After first receiving six treatments outside of the United States at the Stem Cell Institute in Panama City, Panama, Ryan was granted an FDA Compassionate Care exemption making him the first person with his disease to be treated in the United States.

The exemption was granted under the provisions as an Investigational New Drug, allowing him to receive two treatments per year over a three-year period. After the first year of treatments yielded the anticipated results, the treatment protocol was extended to three treatments per year. It has been determined that the treatments prove most effective when re-administered every four months, this allows the therapy to maintain effective results.

Today, Ryan Benton is 32 years old and has been receiving adult stem cell therapy under the protocols presented by Dr. Riordan of the Stem Cell Institute since 2009. It is an extremely cumbersome ordeal for Ryan to travel such lengths due to his physical limitations and the hassle brought upon by traveling with a power wheelchair and other medical devices he relies on. This a key reason it was such an accomplishment to be able to receive treatments at medical facilities closer to his hometown. Ryan is one of 35,000 people in the U.S. and over 300,000 worldwide affected by Duchenne Muscular Dystrophy.

After the success of Ryan’s first treatment, three other DMD patients traveled to receive the same therapy at the Stem Cell Institute. All the other DMD patients experienced the same successful results from the stem cell therapy, although due to the travel difficulties only Ryan and one other DMD patient has been able to maintain treatments on a necessary regular basis.

The other DMD patient Isaac, an 8-year-old boy from Indiana. Isaac was provided the opportunity for treatments after his parents learned of Ryan’s story and contacted Coming Together for a Cure, who helped provide insight on the treatment process, the science involved and helped connect them to the necessary resources to gain access to the treatments.

Isaac has been receiving therapy at the recommended frequency as Ryan since the age of three and now is in far better physical shape compared to other boys his same age with DMD. Isaac has received 13 total treatments, beginning in October 2012 at the age of three. Isaacs first 6 treatments all took place at the Stem Cell Institute in Panama.

After the first year of Ryan’s FDA exemption, Dr. Riordan petitioned the FDA to allow for Isaac to be granted the same exemption. Once again, thanks to the proven success of Ryan’s treatment’s and Isaacs sustained success from his treatments, the FDA granted Isaac the green light allowing him to receive six treatments over the course of the three years at Riley Hospital for Children in Indianapolis. This was an enormous blessing as by having the treatments available in their own backyard, the would not have to deal with the numerous complications of traveling out of the United States.

Ryan’s FDA exemption expired in fall of 2017 and Isaacs shortly after. This left both families no other choice than to make the long arduous trip to Panama for each of their next necessary rounds of adult stem cell treatments.

By a complete coincidence of timing, Ryan and his brother Blake happened to be in Panama at the Stem Cell Institute at the same time as Isaac and his parents. As Blake was preparing to carry Ryan down the jet bridge into his seat on their connecting flight in Atlanta to Panama, Isaacs parents realized that right in front of them was a man who had given them such inspiration and helped connect them to the life-changing treatments they were continuing to embark on

Ryan and Blake have communicated regularly with Isaac’s family over the years, keeping up to date with each other’s treatments, but until now had never met in person. The rest of the week, the families spent time together, building genuine friendships built upon their unique shared experiences of being the first two people in the world with their devasting disease to be successfully treated. Young and old, trailblazers together for the first time, a glimpse of what is possible for many other boys and families waiting for their opportunity to receive life-changing adult stem cell therapy.

(Saved entries)
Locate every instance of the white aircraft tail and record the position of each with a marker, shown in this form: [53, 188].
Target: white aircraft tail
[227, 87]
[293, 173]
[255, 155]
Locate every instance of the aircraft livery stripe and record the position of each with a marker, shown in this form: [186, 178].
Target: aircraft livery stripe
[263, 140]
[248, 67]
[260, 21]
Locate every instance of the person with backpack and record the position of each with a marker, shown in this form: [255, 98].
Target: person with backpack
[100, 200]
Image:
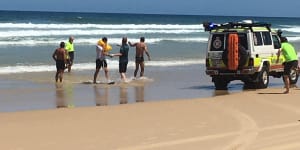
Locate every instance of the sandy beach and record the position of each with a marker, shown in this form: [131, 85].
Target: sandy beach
[253, 120]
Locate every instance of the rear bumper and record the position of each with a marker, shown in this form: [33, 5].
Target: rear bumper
[213, 72]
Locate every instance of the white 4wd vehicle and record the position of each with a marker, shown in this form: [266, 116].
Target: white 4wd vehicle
[244, 51]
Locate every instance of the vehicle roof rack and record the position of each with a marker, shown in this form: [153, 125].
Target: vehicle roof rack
[208, 26]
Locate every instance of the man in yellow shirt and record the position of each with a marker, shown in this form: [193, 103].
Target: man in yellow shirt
[291, 60]
[70, 49]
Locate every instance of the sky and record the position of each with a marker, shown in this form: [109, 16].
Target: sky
[265, 8]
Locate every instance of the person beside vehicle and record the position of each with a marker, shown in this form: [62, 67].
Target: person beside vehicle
[291, 60]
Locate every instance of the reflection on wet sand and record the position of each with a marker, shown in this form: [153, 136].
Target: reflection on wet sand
[221, 92]
[139, 93]
[60, 96]
[123, 95]
[101, 96]
[63, 95]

TASK DESCRIPTION: Rewrite the passage about Ryan's stem cell treatments from "The other DMD patient Isaac, an" to "to the treatments.", substituting "8-year-old child" for "8-year-old boy". The entries are separate from the passage about Ryan's stem cell treatments.

SOLUTION TO THIS PROBLEM:
The other DMD patient Isaac, an 8-year-old child from Indiana. Isaac was provided the opportunity for treatments after his parents learned of Ryan’s story and contacted Coming Together for a Cure, who helped provide insight on the treatment process, the science involved and helped connect them to the necessary resources to gain access to the treatments.